Directions for this task:
Return, without pictures, the lines from the start of the data through the one that contains "dark green foliage.".

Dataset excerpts
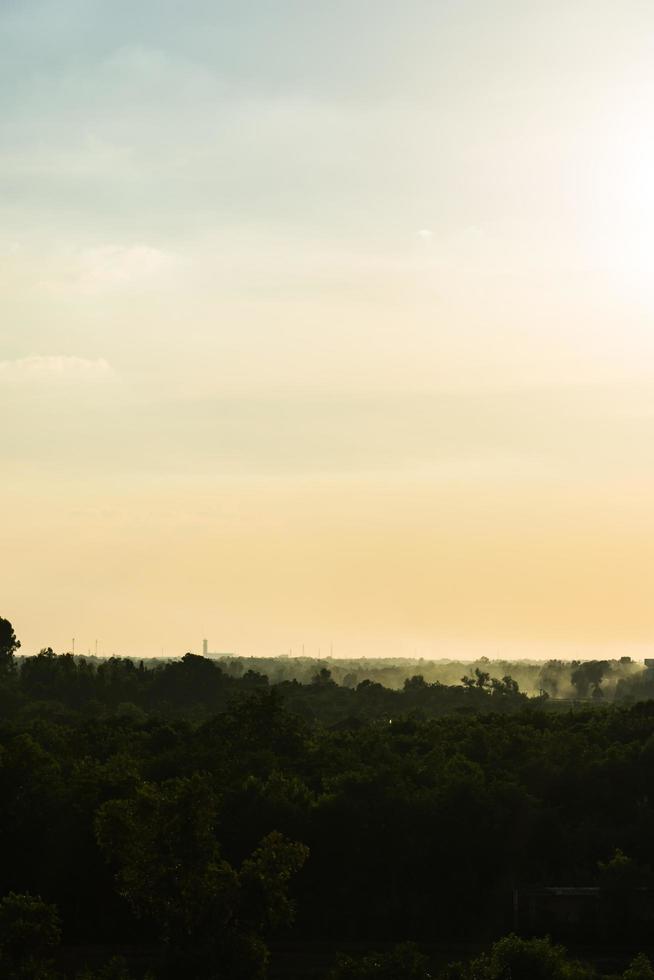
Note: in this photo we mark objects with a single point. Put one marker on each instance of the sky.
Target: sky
(327, 326)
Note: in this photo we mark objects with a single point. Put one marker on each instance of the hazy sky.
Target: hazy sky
(328, 323)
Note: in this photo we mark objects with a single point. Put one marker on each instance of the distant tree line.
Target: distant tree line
(183, 822)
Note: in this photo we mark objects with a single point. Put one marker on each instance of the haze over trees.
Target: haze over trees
(192, 818)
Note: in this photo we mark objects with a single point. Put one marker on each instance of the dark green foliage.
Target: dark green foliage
(29, 934)
(158, 809)
(8, 646)
(170, 869)
(404, 962)
(639, 969)
(513, 958)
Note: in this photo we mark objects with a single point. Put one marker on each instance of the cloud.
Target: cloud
(55, 368)
(110, 268)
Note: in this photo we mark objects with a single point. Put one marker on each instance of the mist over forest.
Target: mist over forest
(235, 819)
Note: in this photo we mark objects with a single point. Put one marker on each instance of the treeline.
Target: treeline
(209, 844)
(564, 679)
(195, 688)
(201, 825)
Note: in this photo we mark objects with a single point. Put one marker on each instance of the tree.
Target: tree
(8, 645)
(171, 871)
(29, 933)
(404, 961)
(513, 958)
(640, 968)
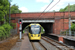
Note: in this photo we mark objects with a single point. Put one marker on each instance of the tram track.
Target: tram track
(56, 44)
(38, 46)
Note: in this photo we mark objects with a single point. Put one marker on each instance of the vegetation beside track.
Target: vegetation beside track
(5, 31)
(8, 43)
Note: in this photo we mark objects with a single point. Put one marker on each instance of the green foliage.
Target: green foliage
(13, 25)
(4, 6)
(5, 30)
(14, 9)
(72, 8)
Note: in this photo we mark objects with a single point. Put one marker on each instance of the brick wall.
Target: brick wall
(60, 23)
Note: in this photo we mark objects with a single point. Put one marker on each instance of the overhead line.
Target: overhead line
(52, 6)
(46, 8)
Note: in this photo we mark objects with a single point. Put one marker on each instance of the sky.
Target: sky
(40, 5)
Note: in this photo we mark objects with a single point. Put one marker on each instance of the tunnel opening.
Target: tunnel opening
(48, 27)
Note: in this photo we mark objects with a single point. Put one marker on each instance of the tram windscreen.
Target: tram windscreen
(35, 29)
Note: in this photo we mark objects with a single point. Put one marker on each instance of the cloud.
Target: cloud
(23, 9)
(57, 7)
(45, 1)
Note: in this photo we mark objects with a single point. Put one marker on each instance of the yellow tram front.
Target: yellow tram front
(35, 32)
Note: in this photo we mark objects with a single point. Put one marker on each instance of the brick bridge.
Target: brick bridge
(53, 22)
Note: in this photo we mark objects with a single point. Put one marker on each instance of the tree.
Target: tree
(14, 9)
(4, 6)
(72, 8)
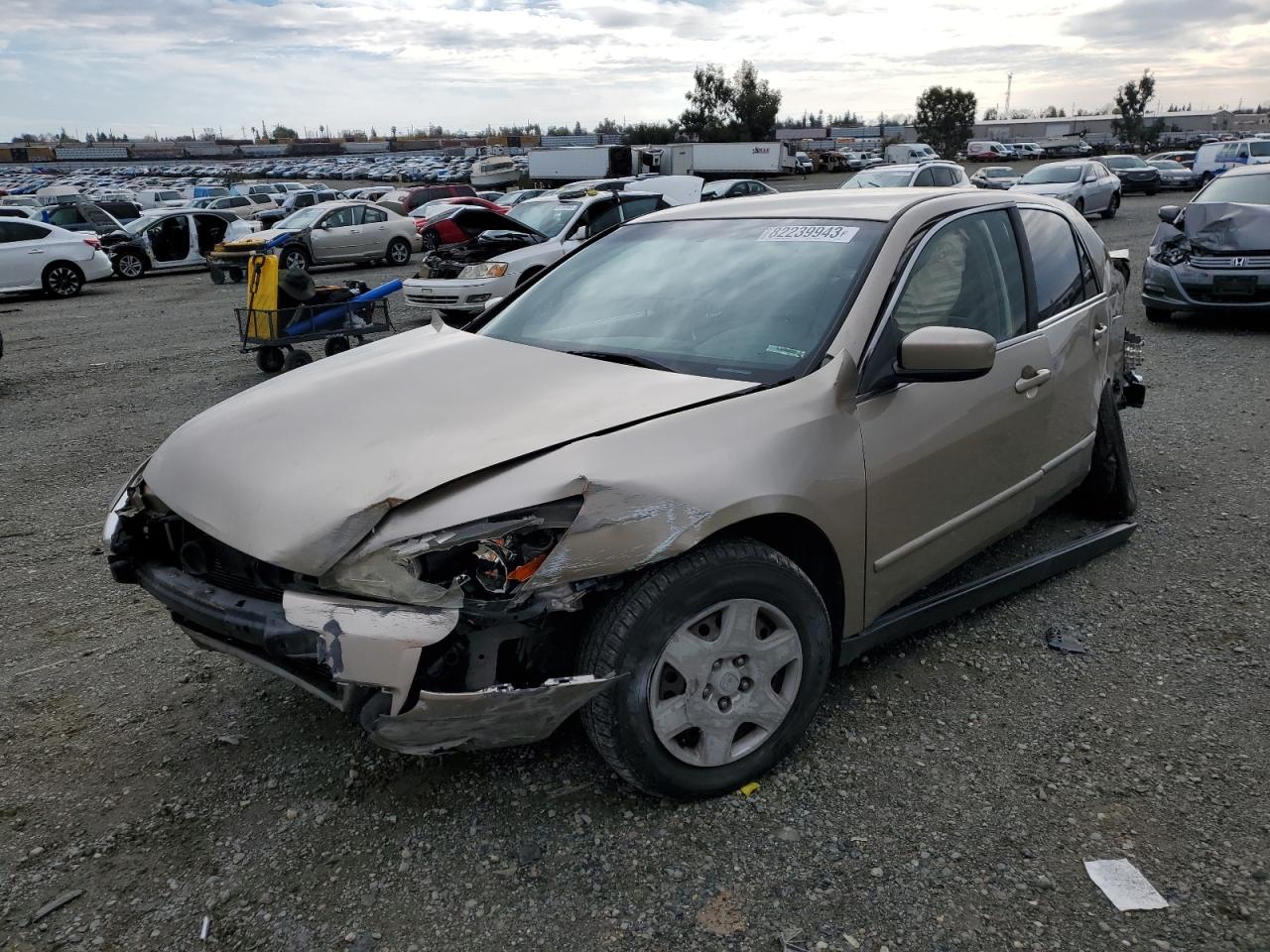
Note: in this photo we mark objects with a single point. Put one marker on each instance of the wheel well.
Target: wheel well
(802, 540)
(55, 264)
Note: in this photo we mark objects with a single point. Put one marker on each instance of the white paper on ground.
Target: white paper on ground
(1121, 883)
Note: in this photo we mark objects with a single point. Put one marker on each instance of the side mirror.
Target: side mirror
(945, 354)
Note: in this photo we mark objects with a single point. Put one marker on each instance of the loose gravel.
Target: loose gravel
(945, 797)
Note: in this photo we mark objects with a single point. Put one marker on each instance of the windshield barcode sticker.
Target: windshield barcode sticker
(810, 232)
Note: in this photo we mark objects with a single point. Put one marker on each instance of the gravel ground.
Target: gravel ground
(945, 797)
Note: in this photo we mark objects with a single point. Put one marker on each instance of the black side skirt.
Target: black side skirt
(949, 604)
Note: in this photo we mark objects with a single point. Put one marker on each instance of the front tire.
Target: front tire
(130, 266)
(1109, 490)
(725, 654)
(399, 252)
(294, 259)
(63, 280)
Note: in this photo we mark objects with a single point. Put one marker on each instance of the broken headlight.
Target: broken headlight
(1171, 254)
(485, 270)
(493, 556)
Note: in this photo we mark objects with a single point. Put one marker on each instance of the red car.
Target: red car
(427, 214)
(457, 223)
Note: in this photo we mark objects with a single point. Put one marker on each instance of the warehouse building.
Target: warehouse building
(1098, 128)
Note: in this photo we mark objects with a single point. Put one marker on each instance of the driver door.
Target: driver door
(336, 236)
(952, 466)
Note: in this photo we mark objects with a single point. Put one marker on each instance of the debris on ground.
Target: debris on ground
(1124, 885)
(54, 905)
(1066, 639)
(721, 915)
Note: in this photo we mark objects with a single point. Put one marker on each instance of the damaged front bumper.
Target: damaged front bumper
(334, 648)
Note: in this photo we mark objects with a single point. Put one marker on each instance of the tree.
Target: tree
(652, 134)
(754, 104)
(945, 118)
(1132, 102)
(725, 111)
(708, 104)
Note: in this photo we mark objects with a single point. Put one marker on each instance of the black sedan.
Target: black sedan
(1214, 254)
(1174, 175)
(734, 188)
(1134, 175)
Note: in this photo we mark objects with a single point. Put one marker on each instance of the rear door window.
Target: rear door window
(1061, 282)
(21, 231)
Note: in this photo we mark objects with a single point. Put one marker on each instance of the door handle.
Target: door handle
(1030, 382)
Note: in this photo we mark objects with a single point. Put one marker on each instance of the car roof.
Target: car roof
(1246, 171)
(870, 204)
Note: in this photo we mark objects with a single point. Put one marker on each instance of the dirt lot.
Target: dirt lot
(945, 797)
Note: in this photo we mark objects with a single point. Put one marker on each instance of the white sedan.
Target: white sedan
(37, 257)
(1087, 185)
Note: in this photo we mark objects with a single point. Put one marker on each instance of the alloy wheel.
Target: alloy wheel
(724, 682)
(64, 282)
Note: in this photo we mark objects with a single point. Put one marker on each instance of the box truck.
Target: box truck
(559, 167)
(722, 159)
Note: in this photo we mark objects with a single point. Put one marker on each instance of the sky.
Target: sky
(167, 66)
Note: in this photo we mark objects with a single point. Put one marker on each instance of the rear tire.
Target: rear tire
(1109, 490)
(640, 635)
(63, 280)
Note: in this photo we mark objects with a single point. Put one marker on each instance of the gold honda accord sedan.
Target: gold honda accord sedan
(668, 484)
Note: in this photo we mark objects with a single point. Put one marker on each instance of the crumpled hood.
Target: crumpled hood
(1220, 226)
(298, 470)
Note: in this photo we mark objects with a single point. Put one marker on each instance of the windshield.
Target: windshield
(735, 298)
(1248, 189)
(303, 218)
(1052, 176)
(878, 178)
(547, 216)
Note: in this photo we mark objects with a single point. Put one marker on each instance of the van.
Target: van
(160, 198)
(985, 151)
(910, 153)
(1214, 158)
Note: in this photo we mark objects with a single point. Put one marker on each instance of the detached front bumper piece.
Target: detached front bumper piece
(329, 647)
(494, 717)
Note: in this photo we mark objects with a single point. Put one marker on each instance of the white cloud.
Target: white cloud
(167, 64)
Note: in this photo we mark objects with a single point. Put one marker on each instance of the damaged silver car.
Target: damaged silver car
(671, 484)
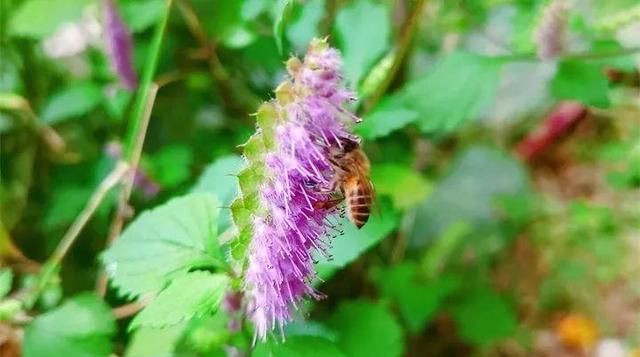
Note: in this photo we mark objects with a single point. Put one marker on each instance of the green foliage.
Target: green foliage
(165, 243)
(483, 317)
(219, 178)
(38, 19)
(76, 100)
(81, 327)
(388, 116)
(6, 278)
(154, 342)
(354, 242)
(312, 346)
(362, 44)
(141, 15)
(581, 81)
(468, 193)
(367, 329)
(283, 11)
(426, 297)
(454, 91)
(406, 187)
(193, 294)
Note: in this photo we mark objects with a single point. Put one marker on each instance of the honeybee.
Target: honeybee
(352, 180)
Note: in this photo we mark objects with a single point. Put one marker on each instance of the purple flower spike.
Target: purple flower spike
(288, 229)
(119, 45)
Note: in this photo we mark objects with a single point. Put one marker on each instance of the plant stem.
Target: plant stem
(235, 96)
(136, 133)
(52, 264)
(400, 51)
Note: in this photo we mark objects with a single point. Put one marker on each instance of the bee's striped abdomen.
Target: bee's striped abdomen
(358, 197)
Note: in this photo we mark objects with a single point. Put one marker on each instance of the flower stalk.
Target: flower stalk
(281, 229)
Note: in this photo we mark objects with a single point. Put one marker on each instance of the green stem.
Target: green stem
(145, 86)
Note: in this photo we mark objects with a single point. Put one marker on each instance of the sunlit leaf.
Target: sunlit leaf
(361, 43)
(582, 81)
(406, 187)
(6, 278)
(81, 327)
(76, 100)
(354, 242)
(367, 329)
(294, 346)
(388, 116)
(418, 300)
(154, 342)
(484, 317)
(190, 295)
(164, 243)
(282, 13)
(454, 91)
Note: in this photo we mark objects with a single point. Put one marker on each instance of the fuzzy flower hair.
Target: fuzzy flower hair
(288, 174)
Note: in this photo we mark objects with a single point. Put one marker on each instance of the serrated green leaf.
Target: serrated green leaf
(367, 329)
(38, 19)
(390, 115)
(484, 317)
(81, 327)
(164, 243)
(354, 242)
(418, 301)
(283, 11)
(468, 193)
(6, 279)
(406, 187)
(220, 179)
(154, 342)
(77, 99)
(361, 43)
(194, 294)
(581, 81)
(295, 346)
(454, 91)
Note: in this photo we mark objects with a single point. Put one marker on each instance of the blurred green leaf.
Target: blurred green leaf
(312, 346)
(193, 294)
(65, 204)
(282, 13)
(406, 187)
(38, 19)
(304, 24)
(220, 179)
(388, 116)
(164, 243)
(484, 317)
(171, 166)
(367, 329)
(437, 255)
(361, 43)
(454, 91)
(81, 327)
(140, 15)
(6, 279)
(154, 342)
(354, 242)
(477, 178)
(417, 300)
(582, 81)
(76, 100)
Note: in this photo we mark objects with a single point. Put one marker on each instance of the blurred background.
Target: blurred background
(504, 137)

Answer for the task:
Note: in this photo we mark objects with a single point. Put one marker on each instance of the sky.
Target: sky
(327, 326)
Note: in this photo we mark objects with a single point. Put one marker on each instance of the hazy sky.
Target: hazy sky
(328, 323)
Note: in this photo we mark objects with a single point. Put one marker on each instance of the distant tree line.
Target: distant tree line
(183, 822)
Note: in this photo we mark objects with a single point. Put one marker on each instance of the haze over trees.
Target: haze over trees
(192, 818)
Note: in this photo we mark objects with a single point. Put one marker on each instance of the dark green foliage.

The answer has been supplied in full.